EXTRACT PROVIDED ->
Congressional Watchdogs Ask Their Hill Masters for Budget Hikes
GAO and CBO say they face critical shortfalls in hiring and technology investments.
It’s not just ordinary Americans who are feeling financially pressed these days. The Government Accountability Office and the Congressional Budget Office on Tuesday appealed to lawmakers for more money in fiscal 2017. The extra money is needed to make critical investments in technology and personnel, they said.
GAO is seeking a 6.9 percent hike; CBO requested a 2.4 percent increase.
Testifying before the Senate Appropriations Legislative Branch Subcommittee, Comptroller General Gene Dodaro asked for $567.8 million next year, an additional $36.8 million over the agency’s current appropriation to rebuild staff during a wave of retirements and invest in information technology and security programs. “GAO expects to offset its costs by $32.4 million in receipts and reimbursements, primarily from financial audits and rental income,” he said.

AVAILABLE DATA ->
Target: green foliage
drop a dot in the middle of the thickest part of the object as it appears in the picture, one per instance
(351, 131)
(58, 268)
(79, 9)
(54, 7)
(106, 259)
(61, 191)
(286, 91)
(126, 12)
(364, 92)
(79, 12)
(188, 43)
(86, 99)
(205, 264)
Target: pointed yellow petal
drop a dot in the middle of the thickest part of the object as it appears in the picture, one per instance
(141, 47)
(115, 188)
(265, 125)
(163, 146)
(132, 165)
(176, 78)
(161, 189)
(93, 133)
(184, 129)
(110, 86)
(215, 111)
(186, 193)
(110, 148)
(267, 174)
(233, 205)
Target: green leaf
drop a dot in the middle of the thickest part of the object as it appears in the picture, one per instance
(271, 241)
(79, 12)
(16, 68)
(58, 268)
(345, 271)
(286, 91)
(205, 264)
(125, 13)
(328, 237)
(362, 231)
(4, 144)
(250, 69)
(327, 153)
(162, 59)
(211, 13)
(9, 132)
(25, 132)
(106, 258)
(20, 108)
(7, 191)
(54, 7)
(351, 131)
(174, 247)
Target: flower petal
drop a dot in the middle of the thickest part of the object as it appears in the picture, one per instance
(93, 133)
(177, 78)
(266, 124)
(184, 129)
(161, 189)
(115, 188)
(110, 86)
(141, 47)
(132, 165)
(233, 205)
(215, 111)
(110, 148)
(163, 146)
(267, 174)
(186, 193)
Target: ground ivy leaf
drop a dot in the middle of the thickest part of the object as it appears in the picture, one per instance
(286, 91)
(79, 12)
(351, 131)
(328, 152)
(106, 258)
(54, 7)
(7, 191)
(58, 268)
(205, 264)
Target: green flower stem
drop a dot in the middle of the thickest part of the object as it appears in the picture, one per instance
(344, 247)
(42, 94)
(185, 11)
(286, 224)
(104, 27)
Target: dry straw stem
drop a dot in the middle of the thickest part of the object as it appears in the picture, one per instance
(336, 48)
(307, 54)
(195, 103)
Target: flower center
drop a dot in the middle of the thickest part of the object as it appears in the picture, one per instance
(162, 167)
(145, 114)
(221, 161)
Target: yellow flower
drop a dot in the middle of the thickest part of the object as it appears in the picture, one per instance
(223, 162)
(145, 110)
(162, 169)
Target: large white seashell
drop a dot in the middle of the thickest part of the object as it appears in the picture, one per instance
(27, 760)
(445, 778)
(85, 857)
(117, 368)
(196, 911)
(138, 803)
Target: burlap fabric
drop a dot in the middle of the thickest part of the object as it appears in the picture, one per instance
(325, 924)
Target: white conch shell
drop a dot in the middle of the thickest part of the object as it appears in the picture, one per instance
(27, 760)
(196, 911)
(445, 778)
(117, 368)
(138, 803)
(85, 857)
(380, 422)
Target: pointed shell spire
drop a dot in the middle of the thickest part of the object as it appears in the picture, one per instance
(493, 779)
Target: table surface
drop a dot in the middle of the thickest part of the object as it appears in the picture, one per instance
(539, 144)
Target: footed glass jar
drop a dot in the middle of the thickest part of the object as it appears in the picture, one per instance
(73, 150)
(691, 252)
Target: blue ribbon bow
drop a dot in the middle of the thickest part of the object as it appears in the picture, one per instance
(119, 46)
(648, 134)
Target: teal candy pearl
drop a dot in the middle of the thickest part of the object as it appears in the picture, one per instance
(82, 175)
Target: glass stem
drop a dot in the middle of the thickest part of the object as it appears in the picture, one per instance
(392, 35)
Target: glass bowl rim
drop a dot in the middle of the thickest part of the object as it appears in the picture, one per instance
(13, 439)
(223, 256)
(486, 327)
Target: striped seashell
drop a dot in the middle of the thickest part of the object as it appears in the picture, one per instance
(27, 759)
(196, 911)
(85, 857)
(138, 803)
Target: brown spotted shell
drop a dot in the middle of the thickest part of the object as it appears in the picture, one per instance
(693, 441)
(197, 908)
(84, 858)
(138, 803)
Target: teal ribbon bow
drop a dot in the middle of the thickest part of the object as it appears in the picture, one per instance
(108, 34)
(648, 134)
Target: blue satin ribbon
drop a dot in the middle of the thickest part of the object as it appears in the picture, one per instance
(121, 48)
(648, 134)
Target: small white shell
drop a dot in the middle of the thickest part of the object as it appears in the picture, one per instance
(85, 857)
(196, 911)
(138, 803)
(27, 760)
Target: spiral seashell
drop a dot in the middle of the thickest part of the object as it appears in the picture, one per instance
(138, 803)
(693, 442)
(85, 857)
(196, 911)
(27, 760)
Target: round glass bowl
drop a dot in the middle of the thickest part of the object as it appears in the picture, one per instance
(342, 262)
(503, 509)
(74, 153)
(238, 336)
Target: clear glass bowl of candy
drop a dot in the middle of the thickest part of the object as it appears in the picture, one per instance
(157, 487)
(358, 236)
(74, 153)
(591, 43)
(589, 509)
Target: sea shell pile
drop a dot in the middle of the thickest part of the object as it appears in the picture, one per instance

EXERCISE DIRECTIONS -> Repeat everything in the article above about the GAO and CBO budget requests from "Congressional Watchdogs Ask" down to "personnel, they said.".

YOUR SOLUTION ->
Congressional Watchdogs Ask Their Hill Masters for Budget Hikes
GAO and CBO say they face critical shortfalls in hiring and technology investments.
It’s not just ordinary Americans who are feeling financially pressed these days. The Government Accountability Office and the Congressional Budget Office on Tuesday appealed to lawmakers for more money in fiscal 2017. The extra money is needed to make critical investments in technology and personnel, they said.